> _出典本文_:

松本人志とビートたけし


ついに6月2日に公開となる松本人志の初監督映画「大日本人」。
同じ日には北野武監督の「監督・ばんざい!」も公開されることで、マスコミ的にはお笑い界の大物同士の対決ということで格好のネタになっている。
ところでファンの間ではすでに有名な話だが、この二人は北野武責任編集の「コマネチ!」にて対談を行っている。

たけし「初めて『その男、凶暴につき』を撮った時も、映画なんかぶっこわしちゃえって好きなように撮ったんだけど、時々弱気になってね。このまま最後までぶっこわしていけばという感じがあったんだけど、まとめようとしたり。こんな壊し方面白いなと思うんだけど、金使って、スタッフ何人も使っているから、ちらっと下向いているヤツがいると、ああ、そうとう気になっているんだなとか考えてしまう。だから、いいところと悪いところがはっきり出たね。映画は最近やっと壊せるようになったかな」

> _作業指示 1_: 下のデータ行のうち、「ceiling and return bounding boxes.」を含む行から最後の行までを、両端の行も含めて複製してください。画像は出力から省いてください。

> _検出例_:
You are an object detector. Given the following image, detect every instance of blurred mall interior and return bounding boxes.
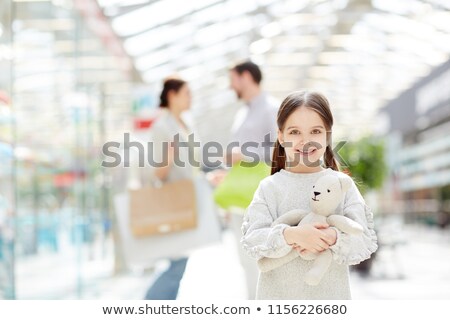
[0,0,450,299]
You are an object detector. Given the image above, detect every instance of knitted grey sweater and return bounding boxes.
[241,169,377,300]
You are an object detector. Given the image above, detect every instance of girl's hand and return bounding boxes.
[284,223,333,253]
[292,228,337,253]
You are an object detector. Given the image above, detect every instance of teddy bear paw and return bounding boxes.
[305,272,322,286]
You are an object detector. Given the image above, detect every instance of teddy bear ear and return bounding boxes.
[339,175,352,192]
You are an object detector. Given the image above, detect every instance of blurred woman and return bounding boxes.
[145,79,220,300]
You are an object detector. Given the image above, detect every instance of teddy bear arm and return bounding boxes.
[272,209,308,227]
[327,214,363,235]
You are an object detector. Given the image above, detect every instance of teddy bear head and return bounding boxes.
[310,174,352,217]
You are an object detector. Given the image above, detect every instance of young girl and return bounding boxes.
[241,92,377,300]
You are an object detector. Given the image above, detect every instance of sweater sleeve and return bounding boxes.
[241,181,292,259]
[330,183,378,265]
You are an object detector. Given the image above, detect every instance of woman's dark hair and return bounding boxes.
[159,79,186,108]
[271,91,339,174]
[231,61,262,84]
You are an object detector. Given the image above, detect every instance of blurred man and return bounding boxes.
[212,61,279,299]
[230,61,279,164]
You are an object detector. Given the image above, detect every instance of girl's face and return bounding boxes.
[278,107,327,171]
[169,84,191,111]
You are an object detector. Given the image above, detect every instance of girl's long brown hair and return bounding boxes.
[271,91,339,174]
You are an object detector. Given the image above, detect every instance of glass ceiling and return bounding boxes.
[98,0,450,140]
[5,0,450,151]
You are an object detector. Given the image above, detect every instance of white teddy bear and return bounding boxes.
[258,173,363,286]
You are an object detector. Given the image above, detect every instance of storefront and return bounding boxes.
[379,61,450,225]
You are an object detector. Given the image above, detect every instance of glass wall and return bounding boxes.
[0,0,15,299]
[0,1,134,299]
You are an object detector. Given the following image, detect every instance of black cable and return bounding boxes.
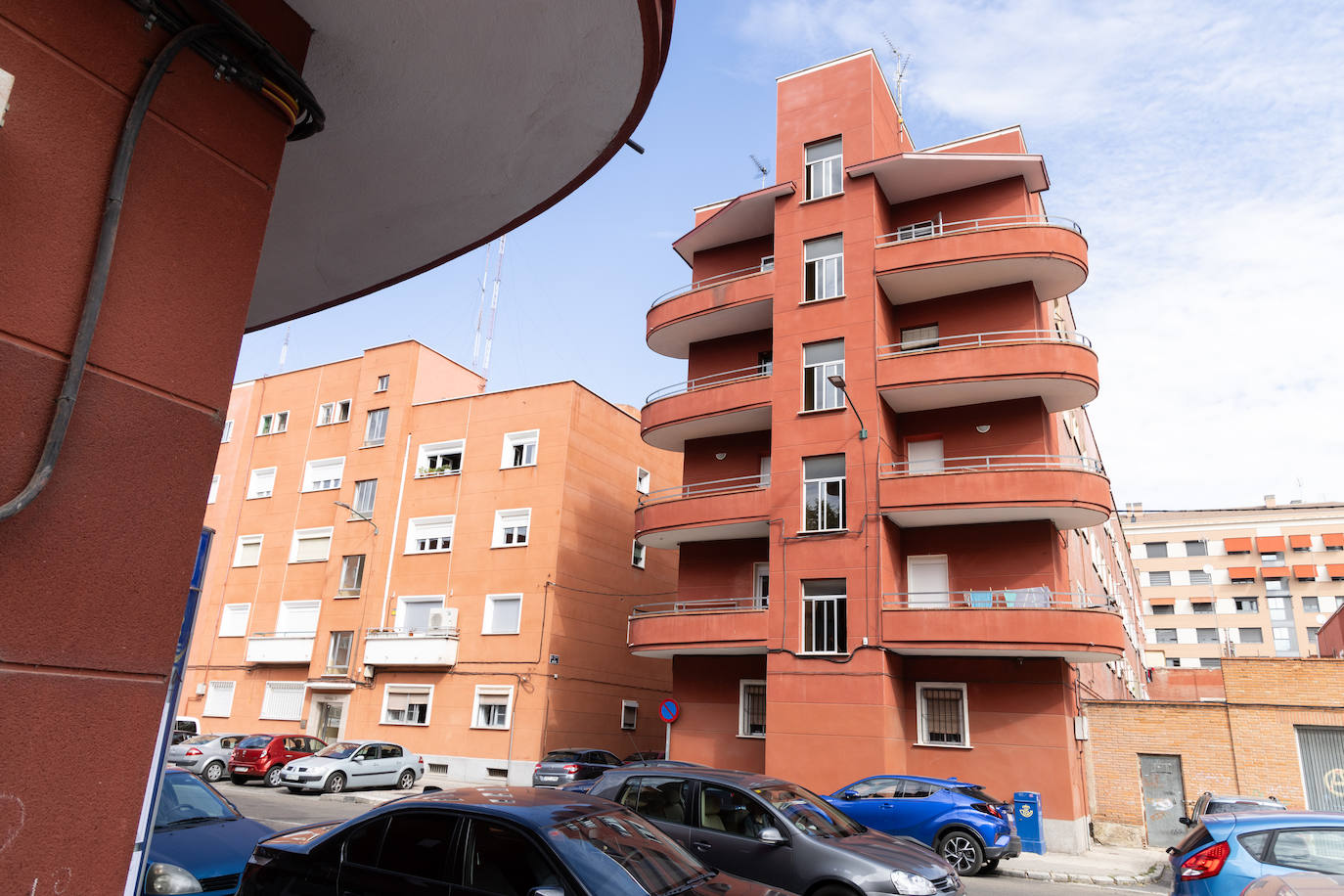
[0,24,223,519]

> _作業指示 2_:
松本人志とビートたけしについての本文をもとに、次の問いに答えてください。
(a) 「大日本人」が公開となる日付はいつですか。
(b) 二人の対談が行われたのは何という媒体ですか。
(c) たけしが初めて撮った映画として挙げている作品名は何ですか。

> _出力全文 1_:
You are an object detector. Given the image above, detect every instance of glass ceiling and return bounding boxes.
[98,0,450,140]
[5,0,450,151]
You are an object detector. Given the image above, detect every instance of white teddy bear and return bounding boxes.
[258,173,363,286]
You are an object detector. Given the image above, detect every instance of storefront and return bounding boxes.
[379,61,450,225]
You are an object detector. Given the image above, detect every instance of glass wall and return bounding boxes.
[0,0,15,299]
[0,1,134,299]
You are an object detector. Given the following image, detect every instance of black cable and return bounding boxes.
[0,24,223,519]

> _出力全文 2_:
(a) 6月2日
(b) 北野武責任編集の「コマネチ!」
(c) 『その男、凶暴につき』